The Federal Reserve has imposed strict oversight and compliance measures on Customers Bancorp, Inc., and its subsidiary, Customers Bank.

The action follows a recent examination by the Federal Reserve Bank of Philadelphia, which uncovered significant deficiencies in the bank’s risk management and compliance practices, particularly in relation to anti-money laundering laws and the Bank Secrecy Act.

“Customers was one of the biggest pro crypto banks out there. Fed and FDIC are systematically dismantling all crypto-friendly banks one after the next,” posted author Nic Carter on X, expressing concern over the news.

The Federal Reserve believes that the bank’s board of directors should enhance their oversight and resources to manage these high-risk activities. A key focus of the scrutiny is on the bank’s digital asset strategy and instant payments platform. 

This announcement has sparked outrage in the crypto community, with accusations against the Federal Reserve and FDIC for gradually suffocating crypto businesses. 

Agreement between the Fed and Customers Bancorp

Per the written agreement, Customers Bancorp and Customers Bank are to submit detailed plans within 60 days to address these deficiencies. 

These plans must outline steps to strengthen board oversight, improve risk management, and enhance compliance with requirements and the Office of Foreign Assets Control regulations. 

Additionally, the bank must revise its customer due diligence and suspicious activity monitoring programs. The agreement also stipulates regular progress reports to ensure adherence to the new compliance measures. 

Customers Bancorp and Customers Bank both agreed to these terms as part of their commitment to improving their compliance posture and regulatory confidence.

**What you will do:**
A) In the article on the Federal Reserve's action against Customers Bancorp, rewrite the part that opens with the words containing "These plans must" and closes with "Assets Control regulations.", substituting "board supervision" for "board oversight".
B) Please reproduce the entries from their start through the line containing "467;92;502;128", requests included, and give only those lines. Multiply every bounding box coordinate in the answers by 2.05 and round to whole numbers, halves up. Leave the sample coordinates in the requests unchanged.

**Extracted data:**
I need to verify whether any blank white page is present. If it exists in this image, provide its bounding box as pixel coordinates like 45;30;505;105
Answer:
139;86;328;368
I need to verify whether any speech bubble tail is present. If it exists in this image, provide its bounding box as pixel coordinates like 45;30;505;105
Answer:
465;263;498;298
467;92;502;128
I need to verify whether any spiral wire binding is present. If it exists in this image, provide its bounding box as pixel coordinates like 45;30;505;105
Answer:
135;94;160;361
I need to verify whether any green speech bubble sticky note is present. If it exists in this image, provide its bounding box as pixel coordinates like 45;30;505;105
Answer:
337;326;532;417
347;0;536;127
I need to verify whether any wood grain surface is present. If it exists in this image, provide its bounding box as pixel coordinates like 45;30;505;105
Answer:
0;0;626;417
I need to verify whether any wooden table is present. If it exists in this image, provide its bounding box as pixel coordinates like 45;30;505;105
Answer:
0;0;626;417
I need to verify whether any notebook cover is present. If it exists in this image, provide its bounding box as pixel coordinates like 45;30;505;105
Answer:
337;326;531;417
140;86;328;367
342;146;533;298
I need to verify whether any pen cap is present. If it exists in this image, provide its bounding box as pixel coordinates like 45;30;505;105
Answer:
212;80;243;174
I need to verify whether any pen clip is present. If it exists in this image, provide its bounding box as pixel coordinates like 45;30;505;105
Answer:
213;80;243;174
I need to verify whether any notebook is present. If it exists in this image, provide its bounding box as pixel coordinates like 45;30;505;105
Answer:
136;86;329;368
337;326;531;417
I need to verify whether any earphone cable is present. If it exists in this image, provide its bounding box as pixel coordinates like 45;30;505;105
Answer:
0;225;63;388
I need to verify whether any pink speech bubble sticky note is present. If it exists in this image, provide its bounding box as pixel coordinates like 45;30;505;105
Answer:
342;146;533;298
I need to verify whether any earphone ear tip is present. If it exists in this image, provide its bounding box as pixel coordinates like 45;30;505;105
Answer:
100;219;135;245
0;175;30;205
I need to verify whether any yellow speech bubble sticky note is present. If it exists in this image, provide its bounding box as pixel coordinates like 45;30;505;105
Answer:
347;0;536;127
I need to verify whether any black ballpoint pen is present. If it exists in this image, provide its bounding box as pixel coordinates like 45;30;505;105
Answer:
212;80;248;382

**Answers given:**
A)
These plans must outline steps to strengthen board supervision, improve risk management, and enhance compliance with requirements and the Office of Foreign Assets Control regulations.

B)
I need to verify whether any blank white page is present. If it exists in this image, provide its bounding box as pixel coordinates like 45;30;505;105
Answer:
285;176;672;754
I need to verify whether any speech bubble tail is present. If it exists in this image, provide its bounding box as pixel coordinates like 45;30;505;105
Answer:
953;539;1021;611
957;189;1029;262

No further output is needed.